§ **Page excerpt**:
* START *

The Triangle of Interoperability: Metadata, Ontology and Vocabulary
This article was written with contributions from Francois Sherwood.
foundingGIDE is a project funded under the European Commission's Horizon Europe framework program. foundingGIDE is coordinated by Euro-BioImaging. foundingGIDE is dedicated to enabling the interoperability of image data resources through ontology mapping and harmonisation of metadata models. In this article, Maria Mirza, Scientific Project Manager of foundingGIDE, reflects on the importance of metadata, ontology, and vocabularies in enabling interoperability, and how foundingGIDE is addressing this challenge.
Interoperability is crucial for imaging resources, as it allows researchers to effectively share, compare, and analyze data from different sources, accelerating scientific discoveries and fostering collaboration across disciplines.
In imaging, metadata, ontology and vocabulary are interconnected concepts that play crucial roles in making data FAIR. Metadata uses ontology concepts to annotate imaging data. Vocabularies are used within ontologies to define concepts. Ontologies add structure and relationships to vocabularies.
Use of metadata schemas enables interoperability
Studies annotated with the same metadata schema can be seamlessly integrated with one another, enabling broader comparative analyses and new insights.

* END *

Items from a dataset
* START *

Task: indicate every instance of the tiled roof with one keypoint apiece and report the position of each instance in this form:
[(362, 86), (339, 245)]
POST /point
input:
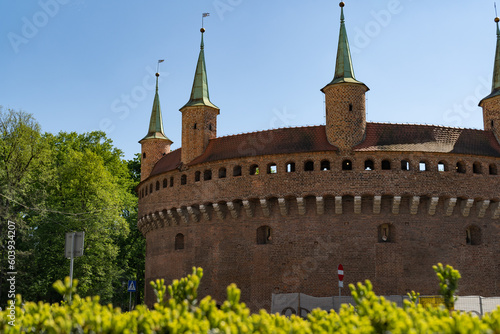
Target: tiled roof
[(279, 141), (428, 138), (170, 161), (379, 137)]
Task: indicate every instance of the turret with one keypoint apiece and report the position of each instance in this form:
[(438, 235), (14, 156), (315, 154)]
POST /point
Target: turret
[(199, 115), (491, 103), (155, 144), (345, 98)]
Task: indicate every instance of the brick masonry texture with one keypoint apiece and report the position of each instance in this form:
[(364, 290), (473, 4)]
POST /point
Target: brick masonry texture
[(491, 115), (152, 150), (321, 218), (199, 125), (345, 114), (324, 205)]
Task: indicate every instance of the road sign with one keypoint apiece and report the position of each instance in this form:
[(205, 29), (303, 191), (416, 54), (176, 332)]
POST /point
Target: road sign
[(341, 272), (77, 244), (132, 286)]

* END *
* START *

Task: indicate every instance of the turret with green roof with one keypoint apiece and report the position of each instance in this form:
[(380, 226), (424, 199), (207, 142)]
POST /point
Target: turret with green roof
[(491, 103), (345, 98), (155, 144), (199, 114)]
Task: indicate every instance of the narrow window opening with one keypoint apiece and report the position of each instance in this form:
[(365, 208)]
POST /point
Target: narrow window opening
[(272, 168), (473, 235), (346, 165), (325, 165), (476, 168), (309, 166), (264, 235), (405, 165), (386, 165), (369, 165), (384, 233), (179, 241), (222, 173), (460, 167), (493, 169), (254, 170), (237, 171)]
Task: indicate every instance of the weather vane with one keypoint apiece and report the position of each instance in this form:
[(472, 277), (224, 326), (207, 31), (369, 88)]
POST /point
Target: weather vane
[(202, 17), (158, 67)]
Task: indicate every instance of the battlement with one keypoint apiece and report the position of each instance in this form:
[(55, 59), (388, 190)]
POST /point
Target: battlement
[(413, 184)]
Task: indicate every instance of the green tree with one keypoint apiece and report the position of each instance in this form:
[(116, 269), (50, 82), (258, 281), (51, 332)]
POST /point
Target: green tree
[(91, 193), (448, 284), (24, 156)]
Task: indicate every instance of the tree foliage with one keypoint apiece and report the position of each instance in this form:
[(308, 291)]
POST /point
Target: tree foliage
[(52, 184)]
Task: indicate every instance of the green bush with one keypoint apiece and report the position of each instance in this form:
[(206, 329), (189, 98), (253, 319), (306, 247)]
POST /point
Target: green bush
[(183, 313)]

* END *
* START *

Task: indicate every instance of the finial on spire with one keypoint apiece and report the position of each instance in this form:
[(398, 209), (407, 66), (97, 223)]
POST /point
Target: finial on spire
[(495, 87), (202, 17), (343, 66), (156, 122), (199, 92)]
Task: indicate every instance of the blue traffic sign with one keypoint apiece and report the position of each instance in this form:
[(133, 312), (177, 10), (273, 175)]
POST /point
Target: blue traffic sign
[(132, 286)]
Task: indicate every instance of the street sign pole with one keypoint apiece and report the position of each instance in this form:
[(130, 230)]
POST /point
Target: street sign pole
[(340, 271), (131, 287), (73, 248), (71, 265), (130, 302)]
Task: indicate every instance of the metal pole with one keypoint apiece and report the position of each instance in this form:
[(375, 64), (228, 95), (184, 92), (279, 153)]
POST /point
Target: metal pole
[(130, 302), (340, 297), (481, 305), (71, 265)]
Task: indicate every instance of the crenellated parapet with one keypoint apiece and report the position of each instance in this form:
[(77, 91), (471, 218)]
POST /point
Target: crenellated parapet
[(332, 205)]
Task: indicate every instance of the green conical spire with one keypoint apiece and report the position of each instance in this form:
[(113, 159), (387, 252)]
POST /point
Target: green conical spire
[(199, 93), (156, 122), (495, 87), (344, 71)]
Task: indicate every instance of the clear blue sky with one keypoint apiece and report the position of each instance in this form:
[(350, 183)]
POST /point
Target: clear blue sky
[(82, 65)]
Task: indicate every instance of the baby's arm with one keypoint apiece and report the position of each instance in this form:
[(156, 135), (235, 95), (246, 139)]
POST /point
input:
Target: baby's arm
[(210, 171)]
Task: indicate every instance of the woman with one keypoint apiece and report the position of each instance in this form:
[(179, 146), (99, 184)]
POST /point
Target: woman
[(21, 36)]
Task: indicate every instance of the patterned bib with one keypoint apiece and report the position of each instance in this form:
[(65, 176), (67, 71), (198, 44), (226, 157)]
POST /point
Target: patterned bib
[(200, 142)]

* END *

§ **Set task 1**:
Answer these from the interoperability article:
(a) Which organization coordinates foundingGIDE?
(b) What position does Maria Mirza hold?
(c) What do ontologies add to vocabularies?
§ **Set task 2**:
Carry the interoperability article forward from its final sentence.
These items were drawn from a separate source.

§ **Final answer 1**:
(a) Euro-BioImaging
(b) Scientific Project Manager of foundingGIDE
(c) Structure and relationships

§ **Final answer 2**:
Metadata is data about the data and in imaging, metadata uses ontology terms to describe the context, content, and structure of image data. Metadata with schemas that have clear definitions ensure that imaging data is understandable, reproducible, and reusable. Often terms from various ontologies are re-used to define such a structured model.
Ontologies are quantifiable stores of knowledge in a specific domain. Ontologies reference controlled vocabulary terms (such as “image” or “tissue” or “microscope”) that represent concepts in the domain of that ontology. Most importantly, an ontology organizes and formalizes this knowledge by defining the relationships between the concepts.
A controlled vocabulary refers to the set of terms and definitions that are used within a specific domain. The purpose of a controlled vocabulary is to ensure consistency and clarity.
One metadata schema may reference multiple ontologies. One ontology may reference one or multiple vocabularies, or refer to one or multiple other ontologies.
Globally standardised metadata schema
Amazing progress has been achieved in sharing imaging data. There have been numerous community initiatives to standardize the use of metadata schemas and work is still ongoing. Sharing imaging data enables reusability and standardization of metadata and ontologies is critical for effective image data sharing and this is still a challenge.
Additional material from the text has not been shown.